**TEXT PASSAGE:**
And So It Is: Tattoo/Memorabilia/Car-Gate 2011

I kind of saw this coming, but I have to admit I was surprised when I woke up Monday morning and read the news about Jim Tressel stepping down. Was it necessary? Absolutely. But part of me thought that Ohio State was going to keep him around. It became incredibly clear today that Ohio State is trying to distance themselves from him as much as they can. This tattoo, memorabilia, and car issue with the Ohio State players is a Jim Tressel issue, and not an Ohio State University problem – at least that’s what the university wants you to believe.

After reading the Sports Illustrated article written by George Dohrmann with David Epstein (if you haven’t read it, please do so http://tinyurl.com/3n4zwm8), it became pretty clear that all of the “I didn’t know” fodder from December was absolute BS as I (and nearly everyone else with a brain) suspected. He had known about Terrelle Pryor and company selling their memorabilia for at least a year, even though he had stood in front of the media and told them otherwise after the allegations first emerged. In fact, shady bizness had been going down at Ohio State for a long period of time. Sports Illustrated conducted an investigation that alleged wrongdoings all the way back from 2002.

But what does he do with all those vests?

Jim Tressel knew last year without players like Terrelle Pryor and Daniel Herron, Ohio State wouldn’t be a national title contender. So, instead of reporting the things he knew about what his players were doing, he covered it up and then let them take all the criticism when it was found out. He can say that he was doing what he could to protect his athletes, but he just wanted to protect his record and his chance for a national title. The thing is, Jim, you can’t hide what’s on a computer. Has no one learned that yet?

**ENTRIES SUPPLIED:**
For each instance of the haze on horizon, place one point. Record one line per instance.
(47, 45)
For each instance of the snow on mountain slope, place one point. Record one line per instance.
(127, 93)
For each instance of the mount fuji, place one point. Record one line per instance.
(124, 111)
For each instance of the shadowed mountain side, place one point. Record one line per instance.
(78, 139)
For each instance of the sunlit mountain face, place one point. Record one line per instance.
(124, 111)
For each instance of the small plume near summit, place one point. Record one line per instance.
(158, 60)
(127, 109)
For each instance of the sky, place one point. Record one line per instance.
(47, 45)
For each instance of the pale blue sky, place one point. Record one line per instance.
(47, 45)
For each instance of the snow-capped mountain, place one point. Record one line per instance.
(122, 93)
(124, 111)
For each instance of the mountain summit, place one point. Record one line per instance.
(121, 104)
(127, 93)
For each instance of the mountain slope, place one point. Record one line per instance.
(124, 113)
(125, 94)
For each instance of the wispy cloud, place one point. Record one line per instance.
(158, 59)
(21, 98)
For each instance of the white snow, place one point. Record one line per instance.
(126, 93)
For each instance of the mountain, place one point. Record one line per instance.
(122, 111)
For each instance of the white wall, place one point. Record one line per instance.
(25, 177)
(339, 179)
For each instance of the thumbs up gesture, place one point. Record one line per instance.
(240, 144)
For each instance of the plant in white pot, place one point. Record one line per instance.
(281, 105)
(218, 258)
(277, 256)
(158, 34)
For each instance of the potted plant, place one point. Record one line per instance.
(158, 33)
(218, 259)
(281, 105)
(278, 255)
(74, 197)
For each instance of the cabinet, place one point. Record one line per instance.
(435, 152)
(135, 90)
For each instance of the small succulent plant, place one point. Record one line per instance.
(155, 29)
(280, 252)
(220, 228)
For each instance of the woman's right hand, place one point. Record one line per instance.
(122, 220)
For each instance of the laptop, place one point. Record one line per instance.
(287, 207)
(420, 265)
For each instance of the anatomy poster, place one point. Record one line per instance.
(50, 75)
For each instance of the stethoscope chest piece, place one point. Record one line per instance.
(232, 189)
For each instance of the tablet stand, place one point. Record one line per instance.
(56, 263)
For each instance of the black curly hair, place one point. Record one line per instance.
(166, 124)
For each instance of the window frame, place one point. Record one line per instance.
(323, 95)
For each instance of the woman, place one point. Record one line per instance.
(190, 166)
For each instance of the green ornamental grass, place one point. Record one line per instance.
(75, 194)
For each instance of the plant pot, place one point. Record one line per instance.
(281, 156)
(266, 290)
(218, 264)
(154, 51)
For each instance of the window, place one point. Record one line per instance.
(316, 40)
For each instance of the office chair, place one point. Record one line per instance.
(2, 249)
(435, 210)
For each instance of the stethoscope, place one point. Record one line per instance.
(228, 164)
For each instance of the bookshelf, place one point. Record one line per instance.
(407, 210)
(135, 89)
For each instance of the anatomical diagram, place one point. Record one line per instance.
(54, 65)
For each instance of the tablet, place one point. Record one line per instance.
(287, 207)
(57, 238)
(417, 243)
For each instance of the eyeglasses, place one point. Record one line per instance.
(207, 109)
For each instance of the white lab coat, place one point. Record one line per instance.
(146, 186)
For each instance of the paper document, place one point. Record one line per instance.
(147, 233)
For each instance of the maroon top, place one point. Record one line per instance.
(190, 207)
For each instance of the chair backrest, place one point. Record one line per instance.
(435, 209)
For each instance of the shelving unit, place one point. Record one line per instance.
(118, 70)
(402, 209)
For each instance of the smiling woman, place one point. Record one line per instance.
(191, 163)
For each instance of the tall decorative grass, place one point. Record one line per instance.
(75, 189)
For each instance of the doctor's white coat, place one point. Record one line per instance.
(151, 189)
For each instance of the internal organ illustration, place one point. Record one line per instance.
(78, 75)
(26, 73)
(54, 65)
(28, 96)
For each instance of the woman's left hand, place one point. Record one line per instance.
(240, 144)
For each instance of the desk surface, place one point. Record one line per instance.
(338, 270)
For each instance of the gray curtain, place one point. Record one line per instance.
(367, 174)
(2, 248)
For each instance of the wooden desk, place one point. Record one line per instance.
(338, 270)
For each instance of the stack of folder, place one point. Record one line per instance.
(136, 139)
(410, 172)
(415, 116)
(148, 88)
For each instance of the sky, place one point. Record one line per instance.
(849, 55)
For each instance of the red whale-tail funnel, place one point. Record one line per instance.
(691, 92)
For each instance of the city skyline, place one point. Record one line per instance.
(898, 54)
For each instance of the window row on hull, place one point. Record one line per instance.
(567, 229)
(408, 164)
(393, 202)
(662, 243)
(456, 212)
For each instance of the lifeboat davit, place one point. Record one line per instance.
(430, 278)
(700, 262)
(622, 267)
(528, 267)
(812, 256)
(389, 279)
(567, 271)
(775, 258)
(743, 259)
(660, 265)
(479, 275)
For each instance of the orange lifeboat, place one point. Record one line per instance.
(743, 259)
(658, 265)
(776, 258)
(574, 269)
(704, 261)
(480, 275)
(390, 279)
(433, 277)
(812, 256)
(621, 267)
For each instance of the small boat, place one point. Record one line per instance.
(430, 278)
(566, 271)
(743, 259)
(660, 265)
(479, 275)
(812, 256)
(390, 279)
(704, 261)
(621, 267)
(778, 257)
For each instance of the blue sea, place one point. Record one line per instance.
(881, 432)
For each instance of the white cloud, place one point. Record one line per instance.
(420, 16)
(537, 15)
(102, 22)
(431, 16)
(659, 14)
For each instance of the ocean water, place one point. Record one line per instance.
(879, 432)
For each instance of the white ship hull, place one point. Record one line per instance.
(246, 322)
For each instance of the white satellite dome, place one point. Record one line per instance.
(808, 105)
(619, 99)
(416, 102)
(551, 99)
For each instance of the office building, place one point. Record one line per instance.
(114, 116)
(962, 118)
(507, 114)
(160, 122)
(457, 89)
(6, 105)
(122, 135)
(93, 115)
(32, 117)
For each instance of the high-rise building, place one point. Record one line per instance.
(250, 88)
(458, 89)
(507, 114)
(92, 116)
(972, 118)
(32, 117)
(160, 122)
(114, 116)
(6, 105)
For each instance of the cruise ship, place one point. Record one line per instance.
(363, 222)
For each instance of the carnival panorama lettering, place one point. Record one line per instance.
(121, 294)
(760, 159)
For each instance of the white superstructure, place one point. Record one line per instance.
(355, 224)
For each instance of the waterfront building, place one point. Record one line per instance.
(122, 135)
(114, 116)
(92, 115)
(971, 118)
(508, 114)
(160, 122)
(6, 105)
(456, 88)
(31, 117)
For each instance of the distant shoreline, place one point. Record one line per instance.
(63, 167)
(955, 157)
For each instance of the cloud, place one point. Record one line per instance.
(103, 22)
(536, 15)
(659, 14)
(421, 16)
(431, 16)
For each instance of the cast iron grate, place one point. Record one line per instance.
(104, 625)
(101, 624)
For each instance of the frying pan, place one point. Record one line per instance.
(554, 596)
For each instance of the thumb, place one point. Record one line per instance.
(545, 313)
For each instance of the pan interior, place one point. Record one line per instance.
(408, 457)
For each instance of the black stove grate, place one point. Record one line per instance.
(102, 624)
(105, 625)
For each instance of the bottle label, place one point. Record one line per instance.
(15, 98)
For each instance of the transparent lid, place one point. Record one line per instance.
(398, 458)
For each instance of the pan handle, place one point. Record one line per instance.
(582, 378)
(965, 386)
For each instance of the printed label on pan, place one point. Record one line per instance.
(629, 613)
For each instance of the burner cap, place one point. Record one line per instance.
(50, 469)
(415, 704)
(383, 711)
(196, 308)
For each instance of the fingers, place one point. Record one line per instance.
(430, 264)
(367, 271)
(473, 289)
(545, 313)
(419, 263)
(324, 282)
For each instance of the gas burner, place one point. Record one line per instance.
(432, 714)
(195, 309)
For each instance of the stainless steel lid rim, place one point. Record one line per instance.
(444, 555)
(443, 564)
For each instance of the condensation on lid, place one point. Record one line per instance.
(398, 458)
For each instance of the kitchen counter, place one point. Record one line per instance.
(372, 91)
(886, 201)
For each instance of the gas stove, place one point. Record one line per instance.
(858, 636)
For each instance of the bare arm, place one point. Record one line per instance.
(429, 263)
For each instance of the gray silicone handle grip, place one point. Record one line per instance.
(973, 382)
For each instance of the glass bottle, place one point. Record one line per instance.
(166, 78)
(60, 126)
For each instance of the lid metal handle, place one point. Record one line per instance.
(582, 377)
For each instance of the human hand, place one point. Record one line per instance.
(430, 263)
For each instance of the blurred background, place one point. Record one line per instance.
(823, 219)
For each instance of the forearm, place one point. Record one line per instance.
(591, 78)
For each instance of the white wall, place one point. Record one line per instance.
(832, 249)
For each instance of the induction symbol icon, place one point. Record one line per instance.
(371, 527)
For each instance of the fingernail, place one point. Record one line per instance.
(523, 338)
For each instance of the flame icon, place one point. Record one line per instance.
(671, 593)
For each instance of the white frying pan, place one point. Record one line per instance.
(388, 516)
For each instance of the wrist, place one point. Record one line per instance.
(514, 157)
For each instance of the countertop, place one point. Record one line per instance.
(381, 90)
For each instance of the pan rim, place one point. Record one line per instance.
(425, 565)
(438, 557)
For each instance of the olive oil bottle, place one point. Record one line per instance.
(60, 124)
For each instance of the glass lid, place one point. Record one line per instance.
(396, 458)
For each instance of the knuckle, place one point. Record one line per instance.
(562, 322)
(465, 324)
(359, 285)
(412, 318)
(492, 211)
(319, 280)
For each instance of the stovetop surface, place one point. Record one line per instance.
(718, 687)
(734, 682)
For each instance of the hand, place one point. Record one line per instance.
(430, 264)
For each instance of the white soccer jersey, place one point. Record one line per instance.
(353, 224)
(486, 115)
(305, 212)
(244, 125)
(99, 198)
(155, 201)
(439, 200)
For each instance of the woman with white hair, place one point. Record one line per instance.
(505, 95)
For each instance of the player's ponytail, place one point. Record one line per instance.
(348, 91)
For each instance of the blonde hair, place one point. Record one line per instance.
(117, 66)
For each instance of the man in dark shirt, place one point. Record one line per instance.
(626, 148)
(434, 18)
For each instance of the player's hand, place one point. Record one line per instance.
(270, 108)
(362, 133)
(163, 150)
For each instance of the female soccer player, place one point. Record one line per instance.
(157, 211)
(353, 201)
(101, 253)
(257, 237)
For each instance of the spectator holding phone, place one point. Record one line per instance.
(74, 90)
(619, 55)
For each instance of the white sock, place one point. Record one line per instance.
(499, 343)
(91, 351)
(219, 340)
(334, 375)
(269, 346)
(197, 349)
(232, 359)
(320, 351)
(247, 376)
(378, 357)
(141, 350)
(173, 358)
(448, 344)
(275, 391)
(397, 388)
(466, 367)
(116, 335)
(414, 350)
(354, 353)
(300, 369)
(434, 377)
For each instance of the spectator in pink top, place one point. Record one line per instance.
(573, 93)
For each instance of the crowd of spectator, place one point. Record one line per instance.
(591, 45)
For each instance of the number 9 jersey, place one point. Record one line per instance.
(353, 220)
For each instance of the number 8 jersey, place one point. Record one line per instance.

**DIRECTION 1:**
Answer these from the Jim Tressel post:
(a) Who wrote the Sports Illustrated article?
(b) Back to what year did the Sports Illustrated investigation allege wrongdoings?
(c) Which two players does the final paragraph name?
**DIRECTION 2:** Write out the part of the Jim Tressel post that opens with the words containing "But what does" and closes with "learned that yet?".

**RESPONSE 1:**
(a) George Dohrmann with David Epstein
(b) 2002
(c) Terrelle Pryor and Daniel Herron

**RESPONSE 2:**
But what does he do with all those vests?

Jim Tressel knew last year without players like Terrelle Pryor and Daniel Herron, Ohio State wouldn’t be a national title contender. So, instead of reporting the things he knew about what his players were doing, he covered it up and then let them take all the criticism when it was found out. He can say that he was doing what he could to protect his athletes, but he just wanted to protect his record and his chance for a national title. The thing is, Jim, you can’t hide what’s on a computer. Has no one learned that yet?